The US Department of Education’s Office of Vocational and Adult Education (OVAE) has also supported career pathways initiatives to provide students with post-secondary education and training to improve their skills to advance in the workplace. and recently selected five sites as recipients of grants to strengthen their career pathways efforts.

Career Pathways are often referred to as Campus Recruitment Training (CRT) in other Countries like the United Kingdom, China and India. This training program is taken up by Undergraduate colleges to train their students in facing placements through campuses. The program typically imparts training about interviews, group discussion rounds, aptitude and verbal test rounds.

=== Non-profit sector ===
==== Association for Career and Technical Education ====
In addition, the Association for Career and Technical Education (ACTE), the nation’s largest not-for-profit education association dedicated to the advancement of education that prepares youth and adults for successful careers, representing approximately 30,000 educators, administrators and others involved in CTE, supports career pathways and Career Clusters. ACTE has resources on career pathways in its online Research Clearinghouse.

==== National Center for Construction Education and Research ====

Another organization dedicated to workforce development and construction education is National Center for Construction Education and Research (NCCER). NCCER is a not-for-profit 501(c)(3) education foundation created in 1996 to develop standardized construction, maintenance, and pipeline curricula with portable credentials and help address the critical skilled workforce shortage. NCCER's training process of accreditation, instructor certification, standardized curriculum, national registry, assessment, and certification is a key component in the construction industry's workforce development efforts. NCCER is headquartered in Alachua, Fla., and is affiliated with the University of Florida's M.E. Rinker, Sr., School of Building Construction.

==Career Pathways initiative==
In 2011, in the Midwest, the Joyce Foundation's Shifting Gears Initiative is working to implement career pathways programs in Illinois, Indiana, Michigan, Minnesota, Ohio, and Wisconsin. Other states including Arkansas, California, Kentucky, Oregon, and Washington have statewide career pathways initiatives in place. Cities like New York, Madison, St. Louis, and San Diego have also begun to develop career pathway initiatives for their specific needs. More information on states’ approaches to career pathways is available in ACTE’s State CTE Profiles.

A national Public Service Announcement (PSA) titled "Grads of Life" funded by the Rockefeller Foundation, the Annie E. Casey Foundation, and the W.K. Kellogg Foundation launched in September 2014 to support career pathway initiatives. The campaign presents messages and images to persuade employers that candidates without college degrees but who are graduates of pathway programs can be valued employees.

The state of Oregon defines career pathways as a “series of articulated educational and training programs and services that enables students, often while they are working, to advance over time to successively higher levels of education and employment in a given industry or occupational sector. Each step on a career pathway is designed explicitly to prepare students to progress to the next level of employment and education.” More than 250 career pathway roadmaps are available through Oregon's 17 Community Colleges.

Career pathways initiatives are also in place on the local level, including programs at Madison Area Technical College, Portland Community College, James A. Rhodes State College, Santa Fe College, and South Seattle Community College (Auto, Business Info Tech, Welding, and Hospitality).

In 2016, Career Pathways was supported by the White House National Economic Council, the Office of Management and Budget, the U. S. Departments of Agriculture, Commerce, Defense, Education, Energy, Health and Human Services, Housing and Urban Development, Interior, Justice, Labor, the Social Security Administration, Transportation, and Veterans Affairs.

**Extracted entries**.
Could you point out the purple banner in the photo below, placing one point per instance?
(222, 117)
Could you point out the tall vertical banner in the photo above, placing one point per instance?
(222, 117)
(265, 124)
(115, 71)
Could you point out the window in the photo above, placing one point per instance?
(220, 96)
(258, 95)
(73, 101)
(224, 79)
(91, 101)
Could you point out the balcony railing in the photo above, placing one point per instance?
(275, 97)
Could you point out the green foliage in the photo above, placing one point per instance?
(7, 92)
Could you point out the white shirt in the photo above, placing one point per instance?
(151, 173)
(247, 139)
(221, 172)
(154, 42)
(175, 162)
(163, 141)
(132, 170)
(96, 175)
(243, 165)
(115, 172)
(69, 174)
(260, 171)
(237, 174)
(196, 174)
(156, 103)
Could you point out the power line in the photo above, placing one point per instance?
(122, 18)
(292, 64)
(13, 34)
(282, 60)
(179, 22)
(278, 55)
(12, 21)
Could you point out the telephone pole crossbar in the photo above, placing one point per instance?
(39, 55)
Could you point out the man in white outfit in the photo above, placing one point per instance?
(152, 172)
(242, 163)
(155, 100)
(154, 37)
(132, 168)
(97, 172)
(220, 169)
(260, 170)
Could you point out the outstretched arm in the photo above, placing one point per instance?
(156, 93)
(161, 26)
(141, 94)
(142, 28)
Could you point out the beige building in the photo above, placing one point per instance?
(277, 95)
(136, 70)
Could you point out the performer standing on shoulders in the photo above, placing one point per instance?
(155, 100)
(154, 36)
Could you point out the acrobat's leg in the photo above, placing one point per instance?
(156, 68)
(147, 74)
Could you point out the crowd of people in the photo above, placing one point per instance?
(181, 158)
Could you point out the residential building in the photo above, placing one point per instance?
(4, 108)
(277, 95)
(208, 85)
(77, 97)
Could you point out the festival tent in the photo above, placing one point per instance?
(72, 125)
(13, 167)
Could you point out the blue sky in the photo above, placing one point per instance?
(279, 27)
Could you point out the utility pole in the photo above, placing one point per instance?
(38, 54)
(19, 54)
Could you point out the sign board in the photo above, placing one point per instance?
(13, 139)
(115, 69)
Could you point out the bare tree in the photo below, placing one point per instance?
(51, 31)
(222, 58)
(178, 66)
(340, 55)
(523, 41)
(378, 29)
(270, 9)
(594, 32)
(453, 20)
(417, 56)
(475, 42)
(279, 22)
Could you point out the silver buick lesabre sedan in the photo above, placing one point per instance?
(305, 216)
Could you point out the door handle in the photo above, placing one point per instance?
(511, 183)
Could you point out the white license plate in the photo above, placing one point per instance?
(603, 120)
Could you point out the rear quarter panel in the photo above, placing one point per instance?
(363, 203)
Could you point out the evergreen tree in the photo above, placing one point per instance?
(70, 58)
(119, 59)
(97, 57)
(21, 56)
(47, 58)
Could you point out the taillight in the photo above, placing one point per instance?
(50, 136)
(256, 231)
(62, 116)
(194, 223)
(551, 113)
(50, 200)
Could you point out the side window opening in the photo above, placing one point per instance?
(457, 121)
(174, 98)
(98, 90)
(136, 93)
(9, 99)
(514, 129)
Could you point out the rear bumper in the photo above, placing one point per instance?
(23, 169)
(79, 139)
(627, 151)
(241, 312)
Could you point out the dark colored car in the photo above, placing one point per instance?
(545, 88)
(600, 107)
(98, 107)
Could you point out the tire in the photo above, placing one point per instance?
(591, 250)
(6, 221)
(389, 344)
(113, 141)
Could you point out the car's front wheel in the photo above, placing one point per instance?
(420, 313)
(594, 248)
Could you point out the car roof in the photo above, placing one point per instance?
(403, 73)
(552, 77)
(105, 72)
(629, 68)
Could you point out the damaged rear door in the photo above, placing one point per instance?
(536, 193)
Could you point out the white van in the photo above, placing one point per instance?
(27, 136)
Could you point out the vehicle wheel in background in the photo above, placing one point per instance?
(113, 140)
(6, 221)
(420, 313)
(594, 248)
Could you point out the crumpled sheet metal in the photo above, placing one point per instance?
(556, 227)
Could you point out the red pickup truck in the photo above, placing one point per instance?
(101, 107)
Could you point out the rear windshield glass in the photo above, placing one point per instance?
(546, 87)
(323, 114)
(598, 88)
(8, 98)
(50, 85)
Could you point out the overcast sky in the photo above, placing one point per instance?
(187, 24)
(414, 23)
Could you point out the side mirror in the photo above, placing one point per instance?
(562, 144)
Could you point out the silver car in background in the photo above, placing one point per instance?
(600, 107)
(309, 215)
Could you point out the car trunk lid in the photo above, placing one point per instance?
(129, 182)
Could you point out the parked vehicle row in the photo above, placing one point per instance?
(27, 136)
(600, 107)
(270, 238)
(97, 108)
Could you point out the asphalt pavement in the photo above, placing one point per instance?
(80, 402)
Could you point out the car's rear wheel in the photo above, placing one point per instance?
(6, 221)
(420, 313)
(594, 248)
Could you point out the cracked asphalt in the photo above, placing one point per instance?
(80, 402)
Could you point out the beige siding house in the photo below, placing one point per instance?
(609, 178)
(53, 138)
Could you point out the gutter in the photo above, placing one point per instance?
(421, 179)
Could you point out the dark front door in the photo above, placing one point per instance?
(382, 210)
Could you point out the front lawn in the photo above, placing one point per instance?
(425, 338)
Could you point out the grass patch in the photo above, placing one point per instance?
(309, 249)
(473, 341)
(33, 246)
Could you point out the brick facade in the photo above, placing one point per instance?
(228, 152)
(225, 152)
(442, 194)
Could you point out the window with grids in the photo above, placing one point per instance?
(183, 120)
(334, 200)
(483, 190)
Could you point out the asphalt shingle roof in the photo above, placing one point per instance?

**What to do**.
(a) According to the career pathways text, in what year was NCCER created?
(b) Repeat the stretch of the career pathways text from "Career pathways initiatives are" through "Welding, and Hospitality).".
The data has nothing to do with the career pathways text.

**List of answers**.
(a) 1996

(b)
Career pathways initiatives are also in place on the local level, including programs at Madison Area Technical College, Portland Community College, James A. Rhodes State College, Santa Fe College, and South Seattle Community College (Auto, Business Info Tech, Welding, and Hospitality).